Point placement records:
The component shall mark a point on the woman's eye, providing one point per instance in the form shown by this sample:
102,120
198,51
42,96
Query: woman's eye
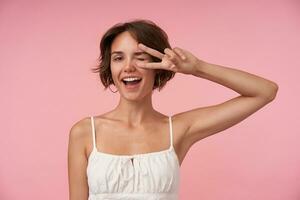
117,58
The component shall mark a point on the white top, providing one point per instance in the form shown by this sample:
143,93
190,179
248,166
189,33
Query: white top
147,176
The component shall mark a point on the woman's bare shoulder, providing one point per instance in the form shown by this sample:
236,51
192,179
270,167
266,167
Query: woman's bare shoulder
80,129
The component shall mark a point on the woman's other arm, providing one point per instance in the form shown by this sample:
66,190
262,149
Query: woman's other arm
77,163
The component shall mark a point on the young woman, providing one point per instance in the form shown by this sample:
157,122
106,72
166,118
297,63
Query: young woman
134,151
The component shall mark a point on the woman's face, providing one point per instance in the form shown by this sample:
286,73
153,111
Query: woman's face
124,56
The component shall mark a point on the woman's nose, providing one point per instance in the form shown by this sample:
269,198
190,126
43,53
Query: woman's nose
130,66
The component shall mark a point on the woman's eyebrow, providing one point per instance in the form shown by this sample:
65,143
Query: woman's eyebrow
135,53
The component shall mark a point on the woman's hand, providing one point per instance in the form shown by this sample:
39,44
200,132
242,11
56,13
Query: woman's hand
176,60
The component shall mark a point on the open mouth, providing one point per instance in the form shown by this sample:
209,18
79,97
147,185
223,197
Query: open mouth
131,83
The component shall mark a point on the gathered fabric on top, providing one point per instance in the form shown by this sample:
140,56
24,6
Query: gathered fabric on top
147,176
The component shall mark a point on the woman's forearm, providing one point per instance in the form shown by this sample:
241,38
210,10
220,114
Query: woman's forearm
242,82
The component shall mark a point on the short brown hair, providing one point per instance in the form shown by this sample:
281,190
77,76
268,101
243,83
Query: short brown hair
144,31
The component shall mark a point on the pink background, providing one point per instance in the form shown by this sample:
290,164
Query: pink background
47,49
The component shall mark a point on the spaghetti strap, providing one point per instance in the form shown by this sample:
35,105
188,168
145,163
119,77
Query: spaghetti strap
171,132
93,133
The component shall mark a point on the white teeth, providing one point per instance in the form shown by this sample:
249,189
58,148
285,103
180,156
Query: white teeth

• [Your goal]: Without the pictures, reproduce every line of the records above exactly.

• [Answer below]:
The component shall mark a point on the woman's eye, providing one point per instance in the form shown by this sample:
102,120
198,51
42,96
Query: woman's eye
117,58
The component shall mark a point on the white top, providing one point per instance in the form shown by this sample:
143,93
190,179
248,166
189,33
Query: white top
147,176
The component shall mark a point on the woman's bare shoulder, providing one point per instance in the form shown by this sample:
236,51
192,179
270,167
266,167
Query: woman's bare shoulder
80,129
The component shall mark a point on the woman's other arm, providing one point per instance in the form shown by this sample:
66,190
262,149
Query: woman's other arm
77,163
The component shall mark a point on the young woman, providing one point per instance in the form shown by this sample:
157,122
106,72
166,118
297,63
Query: young woman
134,151
The component shall mark a point on the woman's face, providing one point per instance in the form shown by this sample:
286,73
153,111
Query: woman's face
124,56
The component shall mark a point on the woman's nose, providing one point per instance in the form shown by this sample:
269,198
190,126
43,53
Query: woman's nose
130,66
The component shall mark a point on the woman's eyebrow, providing one point per instance in the form shown by this sample:
65,143
Query: woman's eyebrow
135,53
The component shall mark a point on the woman's hand, providing one point per instance in the form shown by this sample:
39,44
200,132
242,11
56,13
Query: woman's hand
176,60
The component shall mark a point on the open mouth, providing one point per instance in the form shown by this sample:
209,18
79,97
147,185
223,197
Query: open mouth
131,83
The component shall mark a point on the gathered fabric on top, providing one point per instance in the form shown by this sample:
140,56
24,6
Query: gathered fabric on top
147,176
The component shall mark a point on the woman's forearm, providing one point per instance in the form shown by this sample:
241,38
210,10
220,114
Query: woman's forearm
242,82
The component shall mark a point on the short brown hair, providing one point per instance in the form shown by this sample:
281,190
77,76
268,101
243,83
Query: short brown hair
144,31
The component shall mark a point on the pink background, providing one point per instance in the form shown by this sample:
290,164
Query: pink background
47,49
The component shall mark a point on the spaghetti strap, providing one point per instance in the form shown by this sample:
35,105
188,168
145,163
119,77
Query: spaghetti strap
171,132
93,133
The component shall mark a point on the white teeth, providing one point per instance in the form shown by this sample:
249,189
58,148
285,103
180,156
Query: white teeth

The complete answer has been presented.